## GIVEN PROBLEM
Reproduce every item below word for word, leaving out the pictures.

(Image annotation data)
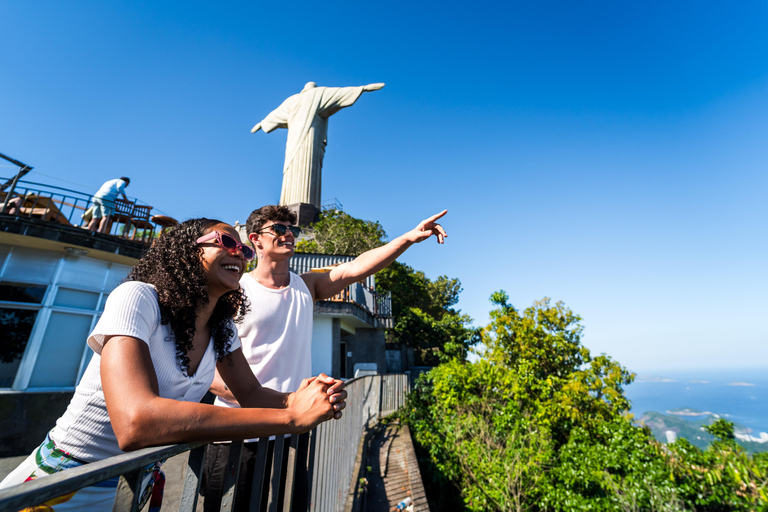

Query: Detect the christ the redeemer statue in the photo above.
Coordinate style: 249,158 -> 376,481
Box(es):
251,82 -> 384,209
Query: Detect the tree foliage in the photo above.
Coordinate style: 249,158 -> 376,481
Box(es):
296,210 -> 387,256
405,291 -> 768,512
296,210 -> 479,366
376,261 -> 480,366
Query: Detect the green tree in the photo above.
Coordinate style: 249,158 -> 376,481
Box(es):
376,261 -> 480,366
406,291 -> 679,511
296,210 -> 480,366
296,210 -> 387,256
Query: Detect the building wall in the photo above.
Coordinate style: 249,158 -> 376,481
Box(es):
0,391 -> 73,457
306,317 -> 333,377
0,238 -> 131,457
346,328 -> 387,378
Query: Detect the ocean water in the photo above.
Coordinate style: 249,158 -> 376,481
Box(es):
625,368 -> 768,435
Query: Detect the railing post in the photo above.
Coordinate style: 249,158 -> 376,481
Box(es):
179,444 -> 208,512
283,434 -> 296,512
249,437 -> 269,512
220,441 -> 243,512
112,468 -> 144,512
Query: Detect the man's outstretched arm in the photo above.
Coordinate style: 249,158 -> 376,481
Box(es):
301,210 -> 448,301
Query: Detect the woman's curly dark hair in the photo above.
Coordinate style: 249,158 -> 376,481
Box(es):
126,218 -> 248,373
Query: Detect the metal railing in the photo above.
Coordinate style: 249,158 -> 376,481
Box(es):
325,283 -> 392,318
0,374 -> 411,512
0,177 -> 160,242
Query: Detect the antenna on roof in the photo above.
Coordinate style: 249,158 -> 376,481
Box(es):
0,153 -> 32,212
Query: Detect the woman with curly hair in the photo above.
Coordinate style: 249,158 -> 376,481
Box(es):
0,219 -> 347,512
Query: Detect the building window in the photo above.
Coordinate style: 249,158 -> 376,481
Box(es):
0,308 -> 37,388
0,246 -> 130,391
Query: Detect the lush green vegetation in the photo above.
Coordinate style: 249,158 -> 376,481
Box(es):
404,292 -> 768,511
298,211 -> 768,512
296,210 -> 480,366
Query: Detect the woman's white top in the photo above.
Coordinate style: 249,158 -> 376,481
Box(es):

## REPLY
Query: Detect the christ the redeemer statue in the photo above.
Coordinate style: 249,158 -> 376,481
Box(es):
251,82 -> 384,209
Query: Detect the tree foliage in the photo above.
Coordinate style: 249,158 -> 376,481
Box(es):
296,210 -> 387,256
405,291 -> 768,512
296,210 -> 479,366
376,261 -> 480,366
Query: Detect the green tree in the photo above.
Coordinate style: 249,158 -> 376,481
Box(es):
376,261 -> 480,366
406,291 -> 679,511
296,210 -> 480,366
296,210 -> 387,256
Query: Detect the building wall in the photo above.
Coordinate style: 249,158 -> 376,481
Box(es):
0,391 -> 73,457
306,317 -> 333,377
0,238 -> 131,457
346,328 -> 387,378
Query: Detect the ocean water in the photo above.
Coordinate style: 249,158 -> 376,481
Box(es):
625,368 -> 768,435
Query: Detect the railing post in the photo above.
Coordinate style: 249,158 -> 376,481
Box(es):
179,444 -> 208,512
283,434 -> 296,512
249,437 -> 269,512
220,441 -> 243,512
112,468 -> 144,512
Query: Detect the man's outstretched arm in the photo above.
Coordinate style: 249,158 -> 376,481
Box(es):
301,210 -> 448,301
Query: Detect the woman's curly dark hair in the photo above.
Coordinate style: 249,158 -> 376,481
Box(es):
126,218 -> 248,373
Query: Detect the metal railing in the photo above.
Coordinate style: 249,158 -> 376,481
Box(es):
325,283 -> 392,318
0,374 -> 411,512
0,177 -> 160,242
Query: Detect the antenna on roof in the photo above.
Coordinate style: 249,158 -> 376,481
Box(es):
0,153 -> 32,212
Query: Detect the woman with curly hair in the photo above.
Coordinate style: 249,158 -> 376,481
Box(es):
0,219 -> 347,512
Query: Detect the building window in the photo above.
Coordinate style: 249,158 -> 376,481
Box(es):
0,308 -> 37,388
0,246 -> 130,391
Query: Detect the lush green vegetation in the photo above.
Coordinate style: 249,158 -> 376,481
Box(es):
404,292 -> 768,511
298,211 -> 768,512
296,210 -> 480,366
Query: Detect the woman's white top in the photo above.
Coordinate style: 249,158 -> 376,481
Box(es):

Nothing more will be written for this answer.